*** Begin section ***
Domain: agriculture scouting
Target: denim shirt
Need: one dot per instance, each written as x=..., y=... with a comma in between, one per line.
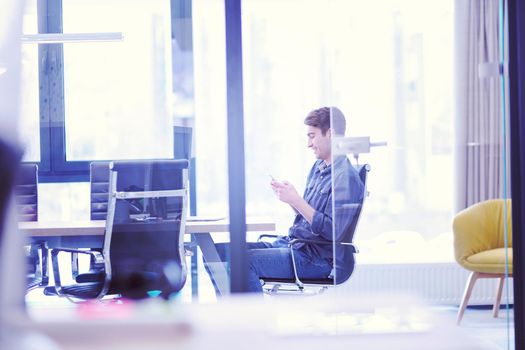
x=318, y=194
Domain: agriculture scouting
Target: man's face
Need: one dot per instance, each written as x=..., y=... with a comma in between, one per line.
x=319, y=143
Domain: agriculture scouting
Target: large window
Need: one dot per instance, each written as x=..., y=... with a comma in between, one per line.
x=391, y=73
x=97, y=100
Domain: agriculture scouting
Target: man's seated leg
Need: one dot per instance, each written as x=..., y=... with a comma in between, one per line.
x=223, y=249
x=277, y=263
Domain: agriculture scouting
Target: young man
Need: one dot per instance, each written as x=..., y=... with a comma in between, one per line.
x=313, y=218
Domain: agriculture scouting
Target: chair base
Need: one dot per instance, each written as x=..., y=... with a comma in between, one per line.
x=274, y=287
x=474, y=276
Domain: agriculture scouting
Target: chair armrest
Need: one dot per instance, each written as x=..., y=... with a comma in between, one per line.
x=97, y=256
x=266, y=235
x=315, y=241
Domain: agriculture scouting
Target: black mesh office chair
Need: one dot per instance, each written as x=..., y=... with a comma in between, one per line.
x=26, y=198
x=144, y=239
x=98, y=210
x=344, y=262
x=99, y=188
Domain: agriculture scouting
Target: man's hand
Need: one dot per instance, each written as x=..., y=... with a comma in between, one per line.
x=286, y=192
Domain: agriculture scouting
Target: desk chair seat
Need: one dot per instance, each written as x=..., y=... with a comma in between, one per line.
x=144, y=238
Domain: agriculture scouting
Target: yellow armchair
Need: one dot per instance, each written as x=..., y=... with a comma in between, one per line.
x=479, y=246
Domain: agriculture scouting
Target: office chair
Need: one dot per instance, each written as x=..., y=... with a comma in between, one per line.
x=98, y=209
x=143, y=248
x=26, y=198
x=345, y=249
x=479, y=246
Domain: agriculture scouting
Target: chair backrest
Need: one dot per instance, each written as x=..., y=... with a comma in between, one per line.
x=345, y=259
x=481, y=227
x=144, y=239
x=99, y=188
x=26, y=192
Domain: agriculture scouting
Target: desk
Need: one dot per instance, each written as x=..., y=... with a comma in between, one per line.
x=90, y=233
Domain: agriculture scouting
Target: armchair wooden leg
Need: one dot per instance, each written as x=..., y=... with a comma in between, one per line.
x=499, y=290
x=466, y=295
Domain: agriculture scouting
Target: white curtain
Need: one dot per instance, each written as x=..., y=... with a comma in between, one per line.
x=479, y=117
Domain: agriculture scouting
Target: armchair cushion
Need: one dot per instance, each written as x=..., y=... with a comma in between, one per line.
x=490, y=261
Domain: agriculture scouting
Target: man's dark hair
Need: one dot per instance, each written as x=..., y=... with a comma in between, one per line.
x=320, y=118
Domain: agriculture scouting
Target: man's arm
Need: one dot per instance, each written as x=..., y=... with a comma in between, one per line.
x=287, y=193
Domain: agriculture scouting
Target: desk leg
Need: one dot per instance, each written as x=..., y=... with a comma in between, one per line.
x=213, y=261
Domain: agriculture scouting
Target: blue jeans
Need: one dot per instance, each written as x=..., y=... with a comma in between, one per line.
x=274, y=260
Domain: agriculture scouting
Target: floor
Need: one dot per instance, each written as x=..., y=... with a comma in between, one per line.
x=497, y=334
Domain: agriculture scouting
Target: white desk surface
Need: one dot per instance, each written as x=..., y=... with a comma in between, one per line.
x=96, y=227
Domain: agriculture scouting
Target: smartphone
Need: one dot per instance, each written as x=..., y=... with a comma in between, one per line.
*** End section ***
→ **Activity**:
Search the listing above for "office" and copy every line that holds it.

→ **Exercise output**:
Target: black mesh office chair
Target: office chair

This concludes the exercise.